_INSTRUCTIONS FOR THE TASK_
Starting with the first line of the data below, copy each line up to and including the one containing "Target: dark soil". Pictures stay out.

_INPUT DATA_
_ _ _ _ _

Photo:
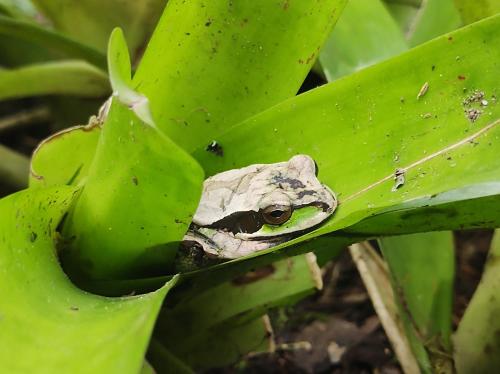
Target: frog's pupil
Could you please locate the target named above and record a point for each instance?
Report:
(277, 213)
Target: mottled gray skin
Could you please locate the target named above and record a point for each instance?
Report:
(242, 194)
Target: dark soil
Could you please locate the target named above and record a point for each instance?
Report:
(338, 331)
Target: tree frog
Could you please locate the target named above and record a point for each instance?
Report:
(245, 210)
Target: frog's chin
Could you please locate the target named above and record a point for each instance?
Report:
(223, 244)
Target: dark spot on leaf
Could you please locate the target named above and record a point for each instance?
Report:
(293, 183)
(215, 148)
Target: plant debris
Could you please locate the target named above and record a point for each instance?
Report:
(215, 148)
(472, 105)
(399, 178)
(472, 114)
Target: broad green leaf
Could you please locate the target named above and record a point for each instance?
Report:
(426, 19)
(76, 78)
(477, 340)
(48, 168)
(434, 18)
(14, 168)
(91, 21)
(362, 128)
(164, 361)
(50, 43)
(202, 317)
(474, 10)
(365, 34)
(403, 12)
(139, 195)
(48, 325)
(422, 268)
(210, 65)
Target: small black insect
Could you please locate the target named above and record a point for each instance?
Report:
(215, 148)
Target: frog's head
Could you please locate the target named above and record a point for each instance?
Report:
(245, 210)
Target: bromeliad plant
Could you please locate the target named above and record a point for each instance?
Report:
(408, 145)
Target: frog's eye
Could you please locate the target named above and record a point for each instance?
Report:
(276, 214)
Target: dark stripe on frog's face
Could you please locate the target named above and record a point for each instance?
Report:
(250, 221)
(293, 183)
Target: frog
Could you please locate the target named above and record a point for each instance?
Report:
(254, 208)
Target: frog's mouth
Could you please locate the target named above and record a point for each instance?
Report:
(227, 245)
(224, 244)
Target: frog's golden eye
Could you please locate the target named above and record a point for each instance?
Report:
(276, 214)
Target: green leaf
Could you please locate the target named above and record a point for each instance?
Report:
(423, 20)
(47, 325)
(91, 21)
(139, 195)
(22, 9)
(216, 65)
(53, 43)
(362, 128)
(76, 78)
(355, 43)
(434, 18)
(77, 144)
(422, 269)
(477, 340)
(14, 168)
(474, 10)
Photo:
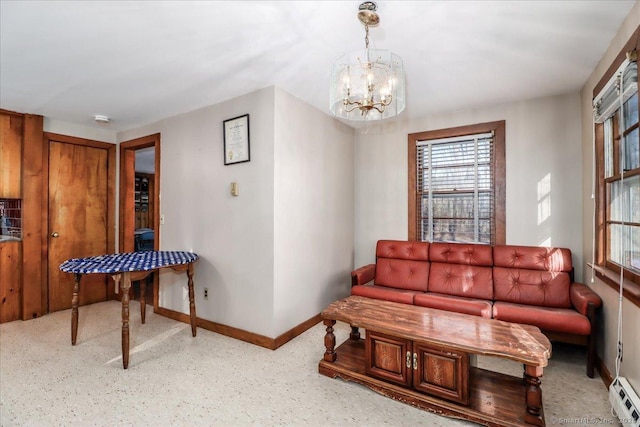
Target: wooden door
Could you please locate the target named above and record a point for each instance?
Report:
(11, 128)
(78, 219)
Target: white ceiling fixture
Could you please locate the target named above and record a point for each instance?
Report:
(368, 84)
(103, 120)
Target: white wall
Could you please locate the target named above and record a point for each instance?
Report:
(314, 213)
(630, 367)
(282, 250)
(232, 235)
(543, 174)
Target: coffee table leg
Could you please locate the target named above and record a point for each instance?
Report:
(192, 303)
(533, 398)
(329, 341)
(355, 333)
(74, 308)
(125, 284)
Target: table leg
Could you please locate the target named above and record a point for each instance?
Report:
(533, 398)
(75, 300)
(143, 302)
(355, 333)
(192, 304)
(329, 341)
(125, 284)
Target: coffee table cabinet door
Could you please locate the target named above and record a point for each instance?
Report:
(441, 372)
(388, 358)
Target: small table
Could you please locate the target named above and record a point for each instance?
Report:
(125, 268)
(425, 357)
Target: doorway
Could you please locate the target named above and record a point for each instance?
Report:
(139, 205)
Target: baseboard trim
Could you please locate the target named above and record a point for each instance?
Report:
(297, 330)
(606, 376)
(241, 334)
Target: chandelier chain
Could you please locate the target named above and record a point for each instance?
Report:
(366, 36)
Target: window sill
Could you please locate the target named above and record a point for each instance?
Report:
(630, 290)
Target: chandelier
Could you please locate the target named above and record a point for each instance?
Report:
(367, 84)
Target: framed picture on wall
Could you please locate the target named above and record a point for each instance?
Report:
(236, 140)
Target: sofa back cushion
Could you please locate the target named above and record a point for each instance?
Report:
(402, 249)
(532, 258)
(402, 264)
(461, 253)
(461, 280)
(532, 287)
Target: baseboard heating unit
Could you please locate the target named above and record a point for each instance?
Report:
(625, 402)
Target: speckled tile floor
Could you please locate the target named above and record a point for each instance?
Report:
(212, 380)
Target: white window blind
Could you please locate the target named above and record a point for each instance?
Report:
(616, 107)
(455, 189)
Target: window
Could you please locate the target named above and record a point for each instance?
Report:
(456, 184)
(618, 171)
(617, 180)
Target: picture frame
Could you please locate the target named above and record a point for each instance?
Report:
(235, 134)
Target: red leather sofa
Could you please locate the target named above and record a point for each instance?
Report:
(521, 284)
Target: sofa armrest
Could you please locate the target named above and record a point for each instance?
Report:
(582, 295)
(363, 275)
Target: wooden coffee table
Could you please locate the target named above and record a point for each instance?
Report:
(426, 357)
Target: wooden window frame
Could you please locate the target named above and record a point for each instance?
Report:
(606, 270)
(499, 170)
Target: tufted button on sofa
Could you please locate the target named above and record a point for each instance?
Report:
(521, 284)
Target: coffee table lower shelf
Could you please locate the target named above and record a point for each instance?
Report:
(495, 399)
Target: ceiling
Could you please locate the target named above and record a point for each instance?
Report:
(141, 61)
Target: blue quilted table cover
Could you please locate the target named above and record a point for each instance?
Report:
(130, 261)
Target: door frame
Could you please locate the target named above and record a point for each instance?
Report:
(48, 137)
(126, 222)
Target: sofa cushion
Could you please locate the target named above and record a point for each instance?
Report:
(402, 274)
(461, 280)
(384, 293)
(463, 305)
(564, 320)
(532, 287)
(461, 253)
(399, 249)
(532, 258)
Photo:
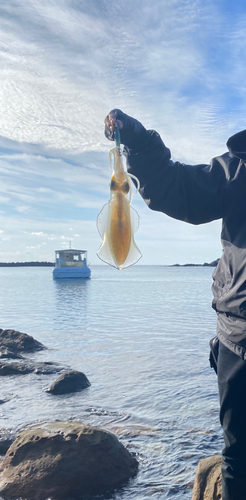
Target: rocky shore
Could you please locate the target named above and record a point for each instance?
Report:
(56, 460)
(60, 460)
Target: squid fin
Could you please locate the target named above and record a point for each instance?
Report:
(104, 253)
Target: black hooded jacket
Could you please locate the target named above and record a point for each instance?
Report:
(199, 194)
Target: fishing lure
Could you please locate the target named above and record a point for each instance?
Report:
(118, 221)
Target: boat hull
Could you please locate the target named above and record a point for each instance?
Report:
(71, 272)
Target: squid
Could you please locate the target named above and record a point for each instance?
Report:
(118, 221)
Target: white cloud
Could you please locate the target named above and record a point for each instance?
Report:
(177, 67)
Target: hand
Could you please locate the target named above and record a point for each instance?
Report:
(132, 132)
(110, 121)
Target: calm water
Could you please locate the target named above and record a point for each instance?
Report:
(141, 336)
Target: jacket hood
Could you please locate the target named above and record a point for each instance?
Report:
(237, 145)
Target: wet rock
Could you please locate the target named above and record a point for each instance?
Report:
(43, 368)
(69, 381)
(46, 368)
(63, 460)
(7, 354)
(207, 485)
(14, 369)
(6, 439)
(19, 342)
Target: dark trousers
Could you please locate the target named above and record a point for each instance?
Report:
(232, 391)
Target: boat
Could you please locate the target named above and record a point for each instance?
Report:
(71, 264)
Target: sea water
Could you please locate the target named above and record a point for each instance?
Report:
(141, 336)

_ _ _ _ _

_SOLUTION TO THIS EXERCISE_
Photo:
Target: frog's pupil
Could you please locate the target named above and record a point for each instance?
Report:
(277, 213)
Target: mottled gray skin
Could you please locate the target named above and record a point for each instance?
Report:
(242, 194)
Target: dark soil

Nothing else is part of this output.